● **Given exercise 1**: Going through the email thread on Lojban quantifiers, list each distinct expression set off in double quotation marks, once apiece.
● **Given exercise 2**: Write the next part of the email exchange on Lojban quantifiers and donkey sentences, starting after its final sentence.

● **Passage to read**:
------------

As usual, the fluctuating and I'll-documented terminology and the sketchy presentation has given me a false impression of what was claimed to be going on. Specifically:
Sent from my iPad On Oct 14, 2012, at 1:37 PM, Jorge Llambías <jjllambias@hidden.email> wrote:
On Sun, Oct 14, 2012 at 3:07 PM, John E Clifford <kali9putra@hidden.email> wrote:
> ________________________________
> From: Jorge Llambías <jjllambias@hidden.email>
>
> Then notice that we can always replace "la ccca" by "la je ccca nu
> ddda" and "le je ccce ddde" by "le je ccce ni ddde" so that the x1
> and x2 of a quantifier can always be filled by two almost identical
> expressions, differening only in ni/nu.
It should be noted that these are two separate replacements, Nootka the same one inn two occurrences.
> This replacement seems illegitimate if are trying to preserve form, since
> you are replacing ccc by two different things.
I'm replacing "ccca" by "je ccca nu ddda", which is legitimate because
"nu ddda" is a tautology.
'nu' is at least once explicitly said NOT to be related to Lojban 'u' but here apparently is (or is 'nu' really the tautology marker, an even more useless connective?). Given the context and the lack of information, I took these to be negation and affirmation. I now don't see how this is meant to work at all again.
> I admit that I don't see the
> point of this, since I don't see the difference between farmers that have to
> donkeys and farmers that have donkeys whether or not they beat them.
There's no difference, that's why you can replace one with the other.
But that is not the replacement you appear to be making in the English text, which affirmation and denial (of some sort).
> I
> suppose it is somehow to get around the problem of donkey sentences, but I
> don't see exactly how it is done in a satisfactory way -- at best it seems
> to say that there are more farmers that have donkey they beat than there are
> farmers that don't have donkeys they beat (including those with no donkeys
> at all).
No, it compares farmers that have donkeys and beat them versus farmers
that have donkeys whether or not they beat them. Farmers that don't
have donkeys never enter into it.
Not the contrast presented. It is not quite clear what is intended because the possibilities are not well- defined: what about farmers with several donkeys, some of whom they beat, others not?

------------

● **Bounding-box records**:
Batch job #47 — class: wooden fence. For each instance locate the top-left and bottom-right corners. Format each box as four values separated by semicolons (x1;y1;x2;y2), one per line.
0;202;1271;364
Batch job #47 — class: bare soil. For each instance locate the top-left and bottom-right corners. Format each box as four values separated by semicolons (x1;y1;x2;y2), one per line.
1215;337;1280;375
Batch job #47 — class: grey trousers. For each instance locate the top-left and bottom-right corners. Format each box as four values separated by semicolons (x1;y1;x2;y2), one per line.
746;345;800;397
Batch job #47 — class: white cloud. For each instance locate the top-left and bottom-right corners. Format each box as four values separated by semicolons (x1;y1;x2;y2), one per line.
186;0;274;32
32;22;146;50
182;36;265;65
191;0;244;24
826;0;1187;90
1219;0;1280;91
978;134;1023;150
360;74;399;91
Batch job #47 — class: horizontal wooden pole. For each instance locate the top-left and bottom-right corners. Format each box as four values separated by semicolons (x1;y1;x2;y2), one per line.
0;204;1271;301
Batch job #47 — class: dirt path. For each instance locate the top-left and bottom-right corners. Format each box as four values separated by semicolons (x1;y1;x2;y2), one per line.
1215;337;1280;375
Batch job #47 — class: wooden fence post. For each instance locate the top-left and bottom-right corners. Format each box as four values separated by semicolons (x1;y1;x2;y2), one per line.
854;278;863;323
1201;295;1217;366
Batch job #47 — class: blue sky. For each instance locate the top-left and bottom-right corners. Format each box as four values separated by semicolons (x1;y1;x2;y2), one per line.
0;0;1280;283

------------

● **Expected output 1**:
"la ccca"
"la je ccca nu ddda"
"le je ccce ddde"
"le je ccce ni ddde"
"ccca"
"je ccca nu ddda"
"nu ddda"

● **Expected output 2**:
> Ah, but I see that you have inserted the nib inside the scope the
> quantifier, making the interesting case even less like the pattern. The
> issue of fusion within scope differences probably needs some examination.
> It may be that this technique actually works, but it is not clearly
> justified by this explanation.
Not sure what you mean. What's the objection?
So we have farmers who have donkeys they beat and farmers who have donkeys they either beat or not, but we are interested inis either the farmers who beat some of the donkeys they and those that have donkeys but eat none of them or the first group and those farmers who have donkeys they don't beat.
> So instead of "la prna le li ckli nlceki mstake" we can say "la je
> prna ni'u li ckli nlcaki msta", which uses one fewer variable,
>
> But adds a superfluous connective of some sort and changes the predicate
> without warning -- not good logical moves.
Why without warning? One is a unary predicate and the other is a
binary predicates, and that is shown by the number of variables.
Predicates have fixed number of arguments; this kind of ambiguity is not acceptable without an awful lot of conventions in place. None are here.
> lo je ckfa ni'u ldra prfra'aka
> "I prefer my coffee with milk."
> (From the choices of coffee whether with milk or not with milk, I
> prefer coffee WITH milk.)
>
> Do we also get nu'i for the negative preference?
Since "ni'u" is "ni" compared to "nu", if we wanted something for "na"
compareed to "nu" I'd suggest "na'u" rather than "nu'i". But we can
just use "ni'u na".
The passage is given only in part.